**TEXT BLOCK**
----------------

In a cinematic marketplace glutted with endless sequels, reboots, and reinterpretations, Guillermo del Toro’s filmography stands apart. Even when trading in familiar tropes of gothic horror (“Crimson Peak,” “Don’t Be Afraid of the Dark”) or blockbuster action (“Hellboy II: The Golden Army,” “Pacific Rim”), his movies reflect a distinctive appreciation for the places where the mythic and the macabre overlap. And when this sensibility is allowed to fully flower, as in 2006’s unforgettable “Pan’s Labyrinth,” the results are nothing short of stunning.

“The Shape of Water” captures that same magic. Like its spiritual predecessor, “Shape” is a fairy tale for adults—a movie unafraid to engage both the darkness of the chthonic and the monstrosity of the real world. And like “Labyrinth,” it’s heartfelt, memorable, and satisfying on the deepest of levels.

Set during the height of the Cold War, “Shape” centers on mute janitor Elisa Esposito (Sally Hawkins), who works the graveyard shift at a secret government lab outside Baltimore. When the sadistic Major Strickland (Michael Shannon) returns from an expedition to the Amazon with a “new asset” (Doug Jones) in tow, Elisa promptly befriends the ichthyic humanoid. When experiments on the live asset prove inconclusive and experts recommend vivisection, Elisa springs into action with a daring rescue plan.

----------------

**DATA SHOWN**
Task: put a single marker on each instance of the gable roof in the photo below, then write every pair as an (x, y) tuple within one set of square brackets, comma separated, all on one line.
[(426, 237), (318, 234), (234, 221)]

----------------

**TO-DO LIST**
• 1. According to the review of "The Shape of Water," where is the secret government lab where Elisa works?
• 2. Rewrite the part of the review of "The Shape of Water" starting with "In a cinematic" and going on through "deepest of levels.", replacing "stunning" with "breathtaking".

**RESULTS IN ORDER**
• 1. Outside Baltimore.

• 2.
In a cinematic marketplace glutted with endless sequels, reboots, and reinterpretations, Guillermo del Toro’s filmography stands apart. Even when trading in familiar tropes of gothic horror (“Crimson Peak,” “Don’t Be Afraid of the Dark”) or blockbuster action (“Hellboy II: The Golden Army,” “Pacific Rim”), his movies reflect a distinctive appreciation for the places where the mythic and the macabre overlap. And when this sensibility is allowed to fully flower, as in 2006’s unforgettable “Pan’s Labyrinth,” the results are nothing short of breathtaking.

“The Shape of Water” captures that same magic. Like its spiritual predecessor, “Shape” is a fairy tale for adults—a movie unafraid to engage both the darkness of the chthonic and the monstrosity of the real world. And like “Labyrinth,” it’s heartfelt, memorable, and satisfying on the deepest of levels.